From the records below, copy out the lines between the one holding "Expected: one point per instance of the bare" and the one holding "point(527, 73)", inclusive, and nothing more.

Record list -
'''

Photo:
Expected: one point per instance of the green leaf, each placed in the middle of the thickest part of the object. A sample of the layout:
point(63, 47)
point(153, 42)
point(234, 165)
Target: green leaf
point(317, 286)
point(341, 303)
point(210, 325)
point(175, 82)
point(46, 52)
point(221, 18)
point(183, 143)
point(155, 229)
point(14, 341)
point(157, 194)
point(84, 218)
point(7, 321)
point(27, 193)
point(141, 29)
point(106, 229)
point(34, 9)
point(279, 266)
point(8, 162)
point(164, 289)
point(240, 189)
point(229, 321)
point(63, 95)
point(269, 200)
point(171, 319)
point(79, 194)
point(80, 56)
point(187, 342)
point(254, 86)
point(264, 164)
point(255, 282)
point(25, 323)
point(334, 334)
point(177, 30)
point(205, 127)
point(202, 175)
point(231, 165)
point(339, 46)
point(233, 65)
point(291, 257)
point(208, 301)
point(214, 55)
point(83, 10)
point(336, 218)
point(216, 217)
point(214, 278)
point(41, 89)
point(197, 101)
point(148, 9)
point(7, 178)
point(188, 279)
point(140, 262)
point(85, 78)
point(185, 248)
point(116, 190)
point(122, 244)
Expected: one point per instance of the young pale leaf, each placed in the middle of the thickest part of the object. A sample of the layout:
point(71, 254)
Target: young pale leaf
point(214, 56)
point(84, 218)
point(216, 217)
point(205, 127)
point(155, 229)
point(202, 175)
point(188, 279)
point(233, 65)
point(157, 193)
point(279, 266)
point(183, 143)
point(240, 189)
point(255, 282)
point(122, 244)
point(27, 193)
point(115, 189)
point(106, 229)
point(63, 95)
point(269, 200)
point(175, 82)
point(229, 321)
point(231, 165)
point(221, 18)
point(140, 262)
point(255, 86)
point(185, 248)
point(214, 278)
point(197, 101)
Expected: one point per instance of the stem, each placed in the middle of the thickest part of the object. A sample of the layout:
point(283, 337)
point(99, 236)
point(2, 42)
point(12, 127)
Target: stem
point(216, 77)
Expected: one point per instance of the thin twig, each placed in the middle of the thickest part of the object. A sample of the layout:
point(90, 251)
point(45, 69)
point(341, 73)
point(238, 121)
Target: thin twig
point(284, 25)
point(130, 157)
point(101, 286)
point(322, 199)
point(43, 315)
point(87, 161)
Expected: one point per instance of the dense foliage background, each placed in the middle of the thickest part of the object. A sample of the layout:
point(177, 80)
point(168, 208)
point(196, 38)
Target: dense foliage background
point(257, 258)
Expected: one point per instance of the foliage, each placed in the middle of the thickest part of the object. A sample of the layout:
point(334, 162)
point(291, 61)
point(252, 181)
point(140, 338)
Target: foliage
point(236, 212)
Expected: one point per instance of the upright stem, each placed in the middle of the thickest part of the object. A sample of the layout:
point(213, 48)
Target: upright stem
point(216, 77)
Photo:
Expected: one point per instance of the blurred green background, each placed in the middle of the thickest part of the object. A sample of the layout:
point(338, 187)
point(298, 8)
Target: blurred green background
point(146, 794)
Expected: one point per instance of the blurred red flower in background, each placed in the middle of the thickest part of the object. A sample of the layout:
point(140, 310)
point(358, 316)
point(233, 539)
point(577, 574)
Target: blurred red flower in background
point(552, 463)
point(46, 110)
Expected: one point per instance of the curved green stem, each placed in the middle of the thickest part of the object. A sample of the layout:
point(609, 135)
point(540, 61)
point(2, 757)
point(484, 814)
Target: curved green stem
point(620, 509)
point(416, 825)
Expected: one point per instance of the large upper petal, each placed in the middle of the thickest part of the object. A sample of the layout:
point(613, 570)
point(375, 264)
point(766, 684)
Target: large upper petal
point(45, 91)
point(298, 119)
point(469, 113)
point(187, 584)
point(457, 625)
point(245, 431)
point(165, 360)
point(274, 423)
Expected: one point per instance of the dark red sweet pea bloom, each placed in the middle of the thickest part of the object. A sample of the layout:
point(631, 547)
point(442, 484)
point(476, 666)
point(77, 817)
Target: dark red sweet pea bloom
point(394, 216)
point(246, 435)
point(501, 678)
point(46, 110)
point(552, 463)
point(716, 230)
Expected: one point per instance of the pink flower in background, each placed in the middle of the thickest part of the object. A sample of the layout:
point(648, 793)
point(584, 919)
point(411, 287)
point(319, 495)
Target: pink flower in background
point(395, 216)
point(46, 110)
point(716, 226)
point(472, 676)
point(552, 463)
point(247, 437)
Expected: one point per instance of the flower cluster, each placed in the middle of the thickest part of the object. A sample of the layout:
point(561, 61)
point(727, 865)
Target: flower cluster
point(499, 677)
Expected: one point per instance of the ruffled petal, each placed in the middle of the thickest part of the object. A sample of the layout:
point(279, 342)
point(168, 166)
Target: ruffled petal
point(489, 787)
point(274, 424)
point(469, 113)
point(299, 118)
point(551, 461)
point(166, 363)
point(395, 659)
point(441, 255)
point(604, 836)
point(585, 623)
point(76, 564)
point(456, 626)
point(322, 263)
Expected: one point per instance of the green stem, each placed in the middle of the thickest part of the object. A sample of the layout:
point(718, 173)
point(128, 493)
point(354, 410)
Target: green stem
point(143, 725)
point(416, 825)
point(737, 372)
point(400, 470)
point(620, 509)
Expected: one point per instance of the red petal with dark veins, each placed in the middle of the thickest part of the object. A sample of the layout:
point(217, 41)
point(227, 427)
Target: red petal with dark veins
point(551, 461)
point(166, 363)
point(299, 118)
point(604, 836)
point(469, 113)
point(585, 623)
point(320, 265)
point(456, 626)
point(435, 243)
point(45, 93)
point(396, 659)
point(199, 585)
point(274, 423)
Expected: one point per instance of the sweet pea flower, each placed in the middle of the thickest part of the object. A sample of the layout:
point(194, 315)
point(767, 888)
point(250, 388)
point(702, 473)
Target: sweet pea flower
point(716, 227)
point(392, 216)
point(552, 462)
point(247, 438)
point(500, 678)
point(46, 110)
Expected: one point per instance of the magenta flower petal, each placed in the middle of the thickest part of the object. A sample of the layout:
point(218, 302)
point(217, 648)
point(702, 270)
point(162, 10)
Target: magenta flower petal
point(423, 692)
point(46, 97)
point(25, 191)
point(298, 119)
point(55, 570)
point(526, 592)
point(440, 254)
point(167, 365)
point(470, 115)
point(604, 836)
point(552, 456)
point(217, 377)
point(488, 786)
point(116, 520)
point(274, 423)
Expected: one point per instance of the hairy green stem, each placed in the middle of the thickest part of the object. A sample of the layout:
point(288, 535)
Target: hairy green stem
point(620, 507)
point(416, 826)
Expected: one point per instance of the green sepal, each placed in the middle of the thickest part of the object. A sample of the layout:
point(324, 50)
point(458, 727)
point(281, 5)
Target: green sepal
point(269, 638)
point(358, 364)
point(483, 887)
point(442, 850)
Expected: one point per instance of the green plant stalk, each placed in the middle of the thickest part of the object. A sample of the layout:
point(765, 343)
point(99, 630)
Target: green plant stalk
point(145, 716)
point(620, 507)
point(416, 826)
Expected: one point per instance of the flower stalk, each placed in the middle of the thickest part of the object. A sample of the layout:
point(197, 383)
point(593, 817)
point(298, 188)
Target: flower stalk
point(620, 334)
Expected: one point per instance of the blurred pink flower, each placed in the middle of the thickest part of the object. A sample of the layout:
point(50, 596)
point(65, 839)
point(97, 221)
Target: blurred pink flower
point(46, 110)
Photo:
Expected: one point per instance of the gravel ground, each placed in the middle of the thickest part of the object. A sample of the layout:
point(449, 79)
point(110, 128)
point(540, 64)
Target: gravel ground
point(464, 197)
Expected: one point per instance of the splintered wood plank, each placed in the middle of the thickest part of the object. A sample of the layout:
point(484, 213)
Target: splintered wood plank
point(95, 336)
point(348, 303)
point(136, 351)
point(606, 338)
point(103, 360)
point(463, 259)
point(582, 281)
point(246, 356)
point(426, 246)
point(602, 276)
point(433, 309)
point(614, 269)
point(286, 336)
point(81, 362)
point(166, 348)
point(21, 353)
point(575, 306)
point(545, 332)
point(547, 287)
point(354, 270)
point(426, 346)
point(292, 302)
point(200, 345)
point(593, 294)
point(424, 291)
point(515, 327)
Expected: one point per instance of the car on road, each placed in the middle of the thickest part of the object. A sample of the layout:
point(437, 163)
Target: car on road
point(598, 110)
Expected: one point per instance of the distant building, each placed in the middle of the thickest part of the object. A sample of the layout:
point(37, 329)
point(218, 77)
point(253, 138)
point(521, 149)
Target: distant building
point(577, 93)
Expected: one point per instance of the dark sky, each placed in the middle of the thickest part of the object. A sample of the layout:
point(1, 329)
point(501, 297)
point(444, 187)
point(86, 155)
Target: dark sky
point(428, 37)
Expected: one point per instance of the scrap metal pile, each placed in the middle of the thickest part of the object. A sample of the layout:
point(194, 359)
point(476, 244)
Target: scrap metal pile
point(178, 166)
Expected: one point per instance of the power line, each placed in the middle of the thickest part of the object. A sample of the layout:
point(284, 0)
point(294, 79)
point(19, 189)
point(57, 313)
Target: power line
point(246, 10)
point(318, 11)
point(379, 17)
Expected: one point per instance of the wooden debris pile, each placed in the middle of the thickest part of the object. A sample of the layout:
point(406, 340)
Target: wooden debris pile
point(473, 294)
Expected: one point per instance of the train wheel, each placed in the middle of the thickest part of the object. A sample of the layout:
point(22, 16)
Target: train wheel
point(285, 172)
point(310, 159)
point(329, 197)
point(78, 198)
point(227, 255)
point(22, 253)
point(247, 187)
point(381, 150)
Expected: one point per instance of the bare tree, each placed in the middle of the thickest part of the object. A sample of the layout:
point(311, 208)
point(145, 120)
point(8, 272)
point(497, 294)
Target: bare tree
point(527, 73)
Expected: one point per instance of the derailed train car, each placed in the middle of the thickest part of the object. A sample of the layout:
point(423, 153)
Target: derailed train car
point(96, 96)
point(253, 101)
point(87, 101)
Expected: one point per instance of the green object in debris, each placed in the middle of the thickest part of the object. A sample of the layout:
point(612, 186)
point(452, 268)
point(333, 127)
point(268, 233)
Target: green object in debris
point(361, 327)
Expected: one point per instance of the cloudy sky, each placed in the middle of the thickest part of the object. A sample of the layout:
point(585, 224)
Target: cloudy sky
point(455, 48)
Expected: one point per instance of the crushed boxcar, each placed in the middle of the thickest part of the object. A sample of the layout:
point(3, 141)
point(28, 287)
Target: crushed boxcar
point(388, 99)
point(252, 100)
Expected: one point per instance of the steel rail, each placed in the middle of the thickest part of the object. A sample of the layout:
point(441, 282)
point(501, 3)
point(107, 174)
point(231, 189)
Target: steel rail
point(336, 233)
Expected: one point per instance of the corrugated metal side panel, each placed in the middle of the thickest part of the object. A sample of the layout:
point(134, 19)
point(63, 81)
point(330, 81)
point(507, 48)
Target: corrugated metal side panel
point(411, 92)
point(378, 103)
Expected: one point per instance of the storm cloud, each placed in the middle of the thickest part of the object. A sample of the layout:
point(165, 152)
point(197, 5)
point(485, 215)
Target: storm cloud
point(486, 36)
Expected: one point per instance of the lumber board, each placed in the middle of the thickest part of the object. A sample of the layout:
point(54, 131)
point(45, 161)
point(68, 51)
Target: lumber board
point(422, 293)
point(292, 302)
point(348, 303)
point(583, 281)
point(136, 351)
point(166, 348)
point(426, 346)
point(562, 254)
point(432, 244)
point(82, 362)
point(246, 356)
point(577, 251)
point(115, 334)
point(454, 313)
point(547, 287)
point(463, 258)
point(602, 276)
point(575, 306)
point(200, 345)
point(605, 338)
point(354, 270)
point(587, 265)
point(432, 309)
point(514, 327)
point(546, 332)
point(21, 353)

'''

Solution to the exercise -
Expected: one point per instance of the bare tree, each placed in the middle of the thickest part of the object. A sample of the layout:
point(311, 208)
point(145, 120)
point(8, 272)
point(497, 294)
Target: bare tree
point(527, 73)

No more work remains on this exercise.